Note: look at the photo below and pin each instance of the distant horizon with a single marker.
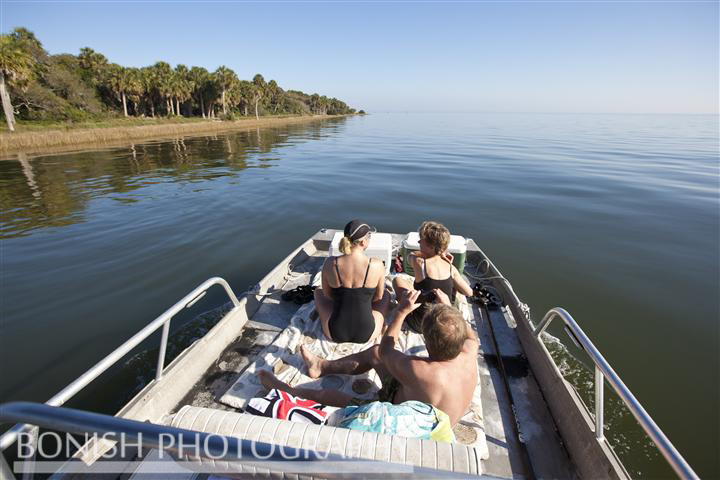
(529, 57)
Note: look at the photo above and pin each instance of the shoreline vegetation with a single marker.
(40, 138)
(64, 99)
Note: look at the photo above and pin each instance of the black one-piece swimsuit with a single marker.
(351, 319)
(414, 320)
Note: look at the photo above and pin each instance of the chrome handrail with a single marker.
(603, 371)
(9, 437)
(215, 447)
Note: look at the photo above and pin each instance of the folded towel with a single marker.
(283, 406)
(407, 419)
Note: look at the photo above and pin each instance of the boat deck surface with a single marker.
(519, 431)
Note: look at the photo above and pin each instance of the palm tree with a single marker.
(93, 64)
(135, 87)
(225, 78)
(16, 64)
(198, 77)
(162, 76)
(181, 84)
(258, 92)
(117, 81)
(147, 77)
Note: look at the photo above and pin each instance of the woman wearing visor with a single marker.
(352, 303)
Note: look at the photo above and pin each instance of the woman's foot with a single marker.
(270, 381)
(314, 363)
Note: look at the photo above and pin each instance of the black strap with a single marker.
(367, 271)
(338, 272)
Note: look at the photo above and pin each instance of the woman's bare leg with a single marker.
(335, 398)
(324, 306)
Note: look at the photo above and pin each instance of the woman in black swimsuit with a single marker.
(433, 271)
(352, 303)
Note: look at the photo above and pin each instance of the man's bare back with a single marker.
(445, 383)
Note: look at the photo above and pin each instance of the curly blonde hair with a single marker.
(436, 235)
(444, 331)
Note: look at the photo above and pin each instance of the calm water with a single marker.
(613, 217)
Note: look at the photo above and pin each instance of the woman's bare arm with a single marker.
(327, 271)
(460, 284)
(380, 288)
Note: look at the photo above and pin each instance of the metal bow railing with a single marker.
(9, 437)
(603, 371)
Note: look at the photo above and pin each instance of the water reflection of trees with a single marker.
(54, 190)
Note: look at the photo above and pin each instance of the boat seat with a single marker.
(454, 457)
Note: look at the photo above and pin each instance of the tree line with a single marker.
(35, 85)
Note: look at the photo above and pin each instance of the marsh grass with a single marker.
(35, 136)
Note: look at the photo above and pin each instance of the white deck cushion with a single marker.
(353, 444)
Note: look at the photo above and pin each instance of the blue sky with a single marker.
(562, 56)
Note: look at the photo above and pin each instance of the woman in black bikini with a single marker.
(352, 303)
(433, 270)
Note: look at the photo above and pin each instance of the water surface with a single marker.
(614, 217)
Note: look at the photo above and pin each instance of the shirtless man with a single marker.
(446, 379)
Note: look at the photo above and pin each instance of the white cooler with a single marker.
(380, 247)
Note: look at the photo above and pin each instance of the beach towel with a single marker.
(283, 406)
(407, 419)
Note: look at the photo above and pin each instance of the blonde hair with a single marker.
(444, 331)
(436, 235)
(346, 245)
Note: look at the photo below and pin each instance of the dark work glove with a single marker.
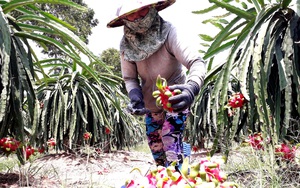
(184, 100)
(136, 106)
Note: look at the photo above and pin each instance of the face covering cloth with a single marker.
(143, 37)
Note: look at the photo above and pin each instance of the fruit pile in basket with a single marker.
(203, 174)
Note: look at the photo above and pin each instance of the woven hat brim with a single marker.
(160, 5)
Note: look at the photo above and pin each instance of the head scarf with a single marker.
(144, 36)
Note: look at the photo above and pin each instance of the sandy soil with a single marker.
(106, 170)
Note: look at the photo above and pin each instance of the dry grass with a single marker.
(109, 170)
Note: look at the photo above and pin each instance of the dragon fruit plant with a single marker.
(236, 100)
(163, 94)
(205, 173)
(9, 145)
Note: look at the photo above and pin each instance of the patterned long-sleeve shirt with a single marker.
(171, 61)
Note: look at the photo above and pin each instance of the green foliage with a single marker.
(18, 98)
(69, 99)
(262, 63)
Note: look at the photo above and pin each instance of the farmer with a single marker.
(150, 47)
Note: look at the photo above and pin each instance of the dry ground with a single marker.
(106, 170)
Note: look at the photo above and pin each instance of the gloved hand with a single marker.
(184, 100)
(136, 106)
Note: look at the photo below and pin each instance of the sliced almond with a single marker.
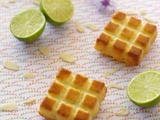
(12, 1)
(130, 12)
(142, 12)
(113, 71)
(147, 18)
(79, 27)
(10, 65)
(93, 27)
(29, 101)
(4, 4)
(107, 74)
(28, 75)
(36, 2)
(114, 86)
(122, 112)
(8, 106)
(44, 50)
(67, 57)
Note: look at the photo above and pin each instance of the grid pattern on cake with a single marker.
(126, 39)
(72, 97)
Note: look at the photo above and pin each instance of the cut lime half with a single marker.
(144, 89)
(28, 25)
(57, 12)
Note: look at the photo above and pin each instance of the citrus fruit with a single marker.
(144, 89)
(28, 25)
(57, 12)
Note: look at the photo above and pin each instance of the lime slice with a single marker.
(28, 25)
(144, 89)
(57, 12)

═══

#### What is required
Every line from the one containing "basket with a single marker." through the end of the data above should be copied exactly; nothing else is copied, and pictures are omitted.

#### Finished exercise
Note: look at the photo above and pin each instance of the fruit pile in basket with a single marker.
(203, 174)
Note: look at the photo above and pin each instance of the woven hat brim with a single marker.
(160, 5)
Note: look at the photo above and pin each instance of the head scarf with a single marker.
(144, 36)
Note: look at the photo above and pin each instance of the sandy soil with a single marker.
(106, 170)
Note: look at the photo above and pin each instance of the dry grass with a single marker.
(109, 170)
Note: look at the photo above and pin each instance of the dragon fruit plant with a single marker.
(236, 100)
(163, 94)
(205, 173)
(9, 145)
Note: look at the photo above and pin each instance of the patterned long-sleeve shirt with a single marker.
(171, 61)
Note: look at the photo above and pin each instance of the green foliage with a single marker.
(18, 98)
(69, 99)
(262, 63)
Note: look at the photo above and pin each instance of the farmer with a single marker.
(150, 47)
Note: look at the photo above and pin each instance of the dry ground with a single marker.
(106, 170)
Note: look at the photo above and pin each instance of the gloved hand with a single marker.
(184, 100)
(136, 106)
Note: look at the photo below and pin each instance of the sliced almond with a single marker.
(12, 1)
(130, 12)
(142, 12)
(113, 71)
(147, 18)
(79, 27)
(10, 65)
(93, 27)
(29, 101)
(4, 4)
(107, 74)
(28, 75)
(36, 2)
(114, 86)
(122, 112)
(8, 106)
(44, 50)
(67, 57)
Note: look at the photo above and pin each instance of the grid pattern on cake with a single marker.
(126, 39)
(72, 97)
Note: look at the photo above and pin each instance of the cut lime half with a single marker.
(144, 89)
(28, 25)
(57, 12)
Note: look at the photo above and pin each instance of the citrus fruit with a single marker.
(144, 89)
(28, 25)
(57, 12)
Note: look at the photo above and pin each instance of the lime slice with a single marker.
(28, 25)
(144, 89)
(57, 12)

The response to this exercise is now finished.